(Coordinate annotation records)
+---+
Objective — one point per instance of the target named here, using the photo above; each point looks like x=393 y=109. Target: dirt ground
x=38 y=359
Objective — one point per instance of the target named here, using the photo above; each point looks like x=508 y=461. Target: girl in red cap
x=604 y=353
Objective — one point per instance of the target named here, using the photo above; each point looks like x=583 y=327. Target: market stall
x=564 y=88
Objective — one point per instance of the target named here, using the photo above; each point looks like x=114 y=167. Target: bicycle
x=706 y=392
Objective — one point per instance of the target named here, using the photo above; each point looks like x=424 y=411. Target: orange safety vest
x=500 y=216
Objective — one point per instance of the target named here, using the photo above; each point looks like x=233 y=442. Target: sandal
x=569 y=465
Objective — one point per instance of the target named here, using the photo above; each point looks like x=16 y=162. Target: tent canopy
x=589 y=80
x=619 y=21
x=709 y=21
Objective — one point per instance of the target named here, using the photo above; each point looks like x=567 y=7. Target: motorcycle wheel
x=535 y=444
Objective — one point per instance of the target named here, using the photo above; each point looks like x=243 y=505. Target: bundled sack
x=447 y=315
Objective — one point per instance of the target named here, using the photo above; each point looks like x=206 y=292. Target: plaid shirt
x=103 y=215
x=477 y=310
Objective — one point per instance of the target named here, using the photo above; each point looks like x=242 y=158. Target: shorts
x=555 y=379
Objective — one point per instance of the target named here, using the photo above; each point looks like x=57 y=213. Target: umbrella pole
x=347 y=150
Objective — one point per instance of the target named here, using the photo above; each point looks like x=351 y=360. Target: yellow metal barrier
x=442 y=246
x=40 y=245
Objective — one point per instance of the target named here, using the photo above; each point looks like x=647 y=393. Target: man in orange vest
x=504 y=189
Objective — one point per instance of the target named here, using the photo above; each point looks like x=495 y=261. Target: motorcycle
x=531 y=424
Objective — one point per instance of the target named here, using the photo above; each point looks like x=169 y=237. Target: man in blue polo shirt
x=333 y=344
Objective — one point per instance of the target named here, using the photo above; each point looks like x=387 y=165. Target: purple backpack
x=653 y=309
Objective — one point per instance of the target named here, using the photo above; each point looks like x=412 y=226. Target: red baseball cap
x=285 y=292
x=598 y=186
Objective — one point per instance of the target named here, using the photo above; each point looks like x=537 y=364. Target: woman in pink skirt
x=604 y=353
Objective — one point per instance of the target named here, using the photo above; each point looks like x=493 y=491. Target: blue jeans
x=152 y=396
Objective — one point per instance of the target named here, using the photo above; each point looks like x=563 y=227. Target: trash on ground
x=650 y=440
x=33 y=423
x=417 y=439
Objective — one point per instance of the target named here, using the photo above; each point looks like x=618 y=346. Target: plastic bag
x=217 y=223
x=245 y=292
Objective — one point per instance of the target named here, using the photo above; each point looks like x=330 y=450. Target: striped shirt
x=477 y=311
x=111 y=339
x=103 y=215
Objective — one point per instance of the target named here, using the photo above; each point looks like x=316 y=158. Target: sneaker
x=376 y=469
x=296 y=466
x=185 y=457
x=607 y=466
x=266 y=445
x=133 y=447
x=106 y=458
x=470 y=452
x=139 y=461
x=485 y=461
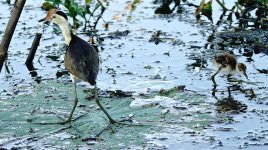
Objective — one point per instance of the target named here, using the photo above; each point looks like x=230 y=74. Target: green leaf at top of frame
x=88 y=1
x=263 y=1
x=55 y=2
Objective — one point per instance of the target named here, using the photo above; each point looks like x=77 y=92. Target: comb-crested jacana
x=228 y=63
x=81 y=59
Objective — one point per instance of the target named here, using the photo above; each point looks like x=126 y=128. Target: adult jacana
x=81 y=59
x=227 y=63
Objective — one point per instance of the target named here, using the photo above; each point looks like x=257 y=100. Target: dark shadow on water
x=228 y=103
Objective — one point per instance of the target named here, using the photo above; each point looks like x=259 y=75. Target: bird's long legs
x=213 y=76
x=111 y=120
x=69 y=119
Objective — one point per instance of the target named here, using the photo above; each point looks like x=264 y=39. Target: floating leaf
x=88 y=1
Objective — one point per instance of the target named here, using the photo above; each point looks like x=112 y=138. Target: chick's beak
x=246 y=75
x=42 y=20
x=49 y=16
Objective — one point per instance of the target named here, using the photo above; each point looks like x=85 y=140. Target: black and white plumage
x=227 y=63
x=81 y=59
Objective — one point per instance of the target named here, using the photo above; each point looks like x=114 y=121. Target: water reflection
x=229 y=103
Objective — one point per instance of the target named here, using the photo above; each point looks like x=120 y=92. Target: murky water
x=132 y=63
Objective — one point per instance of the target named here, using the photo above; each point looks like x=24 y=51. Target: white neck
x=66 y=31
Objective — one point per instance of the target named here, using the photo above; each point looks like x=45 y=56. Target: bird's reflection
x=32 y=69
x=229 y=103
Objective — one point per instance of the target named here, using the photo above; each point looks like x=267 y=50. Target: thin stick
x=35 y=44
x=10 y=28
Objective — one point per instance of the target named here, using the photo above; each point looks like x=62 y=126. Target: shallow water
x=135 y=64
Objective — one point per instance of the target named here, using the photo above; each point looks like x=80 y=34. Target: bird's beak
x=245 y=74
x=42 y=20
x=50 y=13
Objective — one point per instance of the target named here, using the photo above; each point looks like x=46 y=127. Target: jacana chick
x=227 y=63
x=81 y=59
+---+
Problem details:
Update the lines starting with the one that contains "Target: water reflection" and going on through the end of the entries, swapping "thin stick" for "slender twig" and leaving everything else unchanged.

Response below:
Objective — one point per instance of the target named here, using the photo above; each point looks like x=114 y=121. Target: water reflection
x=229 y=103
Objective — one point per instance of the target named here, using the photo above; each point looks like x=120 y=92. Target: murky water
x=132 y=63
Objective — one point per instance of the target named here, using the photo above; each point looks like x=24 y=51. Target: white neck
x=66 y=31
Objective — one point per instance of the target named here, using the photo above; each point looks like x=45 y=56. Target: bird's reflection
x=32 y=69
x=229 y=103
Objective — one point per instance of the target named here, using the photo above; each point looks like x=267 y=50. Target: slender twig
x=35 y=44
x=10 y=28
Objective — one point per instance of the target named here, using the photo above; each point looks like x=62 y=126. Target: shallow water
x=135 y=64
Objective — one point per instance of the target named here, using the photo above; each point looks like x=80 y=34. Target: bird's beak
x=245 y=74
x=42 y=20
x=50 y=13
Objective — one point per instance of the target named here, using the photo above; each point looks like x=46 y=127. Target: jacana chick
x=227 y=63
x=81 y=59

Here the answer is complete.